▸ **SUPPLIED RECORDS**
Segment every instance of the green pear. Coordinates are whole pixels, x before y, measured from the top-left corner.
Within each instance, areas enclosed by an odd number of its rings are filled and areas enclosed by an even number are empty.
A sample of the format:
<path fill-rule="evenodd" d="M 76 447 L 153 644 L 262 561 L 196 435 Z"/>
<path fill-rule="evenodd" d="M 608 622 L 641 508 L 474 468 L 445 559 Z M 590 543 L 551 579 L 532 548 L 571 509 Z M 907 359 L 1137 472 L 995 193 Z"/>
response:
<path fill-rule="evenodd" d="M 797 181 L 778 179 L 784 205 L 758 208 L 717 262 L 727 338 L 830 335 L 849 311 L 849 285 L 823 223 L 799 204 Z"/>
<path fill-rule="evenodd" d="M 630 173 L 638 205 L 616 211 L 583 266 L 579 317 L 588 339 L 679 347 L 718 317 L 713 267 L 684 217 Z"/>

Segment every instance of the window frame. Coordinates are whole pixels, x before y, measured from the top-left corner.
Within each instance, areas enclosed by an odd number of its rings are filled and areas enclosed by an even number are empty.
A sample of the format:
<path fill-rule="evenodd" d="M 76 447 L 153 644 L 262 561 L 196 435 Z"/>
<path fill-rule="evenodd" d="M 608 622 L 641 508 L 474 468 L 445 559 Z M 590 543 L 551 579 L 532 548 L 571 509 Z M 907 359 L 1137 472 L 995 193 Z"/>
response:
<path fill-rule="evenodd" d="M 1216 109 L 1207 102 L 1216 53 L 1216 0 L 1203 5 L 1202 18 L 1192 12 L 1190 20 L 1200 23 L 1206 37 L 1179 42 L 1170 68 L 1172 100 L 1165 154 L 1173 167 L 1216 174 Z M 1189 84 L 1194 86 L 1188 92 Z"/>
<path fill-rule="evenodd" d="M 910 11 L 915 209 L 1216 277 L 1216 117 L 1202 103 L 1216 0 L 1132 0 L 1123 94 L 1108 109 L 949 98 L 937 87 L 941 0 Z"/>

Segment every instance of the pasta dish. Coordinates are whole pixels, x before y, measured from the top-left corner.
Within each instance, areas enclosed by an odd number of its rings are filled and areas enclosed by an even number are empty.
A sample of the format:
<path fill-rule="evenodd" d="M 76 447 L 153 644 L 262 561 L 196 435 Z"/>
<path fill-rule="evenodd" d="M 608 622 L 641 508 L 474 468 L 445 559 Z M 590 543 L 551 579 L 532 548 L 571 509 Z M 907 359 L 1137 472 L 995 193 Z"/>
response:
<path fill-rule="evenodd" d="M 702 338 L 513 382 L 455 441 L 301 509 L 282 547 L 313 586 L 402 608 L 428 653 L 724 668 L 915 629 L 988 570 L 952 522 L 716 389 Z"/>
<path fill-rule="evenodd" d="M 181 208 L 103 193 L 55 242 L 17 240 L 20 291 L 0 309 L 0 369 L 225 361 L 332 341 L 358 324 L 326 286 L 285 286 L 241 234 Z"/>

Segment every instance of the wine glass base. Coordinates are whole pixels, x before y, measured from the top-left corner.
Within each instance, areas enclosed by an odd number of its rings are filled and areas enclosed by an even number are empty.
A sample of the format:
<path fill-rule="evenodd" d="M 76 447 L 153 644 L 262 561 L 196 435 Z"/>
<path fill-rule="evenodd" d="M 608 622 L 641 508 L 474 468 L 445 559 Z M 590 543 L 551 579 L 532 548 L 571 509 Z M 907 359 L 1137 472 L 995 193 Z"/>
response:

▸ **WHAT TO WORK ON**
Reproduce the material above in full, exactly.

▸ **EXPECTED ANSWER**
Segment every instance of the green pear. Coordinates are whole pixels, x before y, measured from the top-left corner.
Within each instance, areas enclosed by an odd number of its rings are filled and areas enclosed by an even number are empty.
A sample of the format:
<path fill-rule="evenodd" d="M 76 447 L 153 644 L 262 561 L 196 435 Z"/>
<path fill-rule="evenodd" d="M 608 622 L 641 508 L 474 468 L 445 559 Z M 590 543 L 551 579 L 532 548 L 571 509 Z M 907 359 L 1137 472 L 995 193 Z"/>
response:
<path fill-rule="evenodd" d="M 797 181 L 778 179 L 784 205 L 758 208 L 717 262 L 727 338 L 830 335 L 849 311 L 849 285 L 823 223 L 799 204 Z"/>
<path fill-rule="evenodd" d="M 630 173 L 638 205 L 616 211 L 583 266 L 579 317 L 588 339 L 679 347 L 718 317 L 713 267 L 684 217 Z"/>

Segment every instance of the window frame. Coordinates are whole pixels, x before y, measured from the top-left corner.
Within each instance, areas enclosed by an odd number of its rings are filled and areas enclosed by an even number are empty.
A sample of the format:
<path fill-rule="evenodd" d="M 76 447 L 153 644 L 262 561 L 196 435 Z"/>
<path fill-rule="evenodd" d="M 608 622 L 641 508 L 474 468 L 445 559 Z M 590 543 L 551 579 L 532 548 L 571 509 Z M 907 359 L 1137 472 L 995 193 Z"/>
response:
<path fill-rule="evenodd" d="M 1216 109 L 1207 102 L 1216 53 L 1216 0 L 1203 5 L 1202 18 L 1192 12 L 1190 20 L 1200 23 L 1206 37 L 1179 42 L 1170 68 L 1172 100 L 1165 154 L 1173 167 L 1216 174 Z M 1189 84 L 1194 86 L 1188 92 Z"/>
<path fill-rule="evenodd" d="M 910 11 L 915 209 L 1216 277 L 1216 117 L 1202 103 L 1216 0 L 1132 0 L 1123 94 L 1108 109 L 949 98 L 937 87 L 941 0 Z"/>

Segment every instance of the pasta dish. Coordinates are whole pixels, x before y, measured from the top-left corner.
Within each instance, areas enclosed by an odd number of its rings are filled and areas enclosed by an even number are empty.
A sample of the format:
<path fill-rule="evenodd" d="M 76 447 L 153 644 L 262 561 L 196 435 Z"/>
<path fill-rule="evenodd" d="M 608 622 L 641 508 L 474 468 L 445 559 Z M 590 543 L 551 579 L 532 548 L 571 509 Z M 907 359 L 1137 472 L 995 193 Z"/>
response:
<path fill-rule="evenodd" d="M 702 338 L 513 382 L 455 441 L 301 509 L 282 547 L 313 586 L 402 608 L 428 653 L 724 668 L 915 629 L 988 570 L 952 522 L 716 389 Z"/>
<path fill-rule="evenodd" d="M 181 208 L 103 193 L 55 242 L 17 240 L 20 291 L 0 309 L 0 369 L 225 361 L 332 341 L 358 324 L 326 286 L 285 286 L 241 234 Z"/>

Segment every instance of the wine glass base. Coordinates are whole pixels, x before y, measured from the top-left corner.
Within each instance, areas enclosed by an odd number of its rings are filled and areas enclosed by an even number are empty.
A sample of the format:
<path fill-rule="evenodd" d="M 76 447 L 153 644 L 262 561 L 196 435 Z"/>
<path fill-rule="evenodd" d="M 608 622 L 641 508 L 474 468 L 445 559 Z M 590 543 L 551 579 L 532 548 L 571 509 Z M 907 359 L 1137 472 L 995 193 Z"/>
response:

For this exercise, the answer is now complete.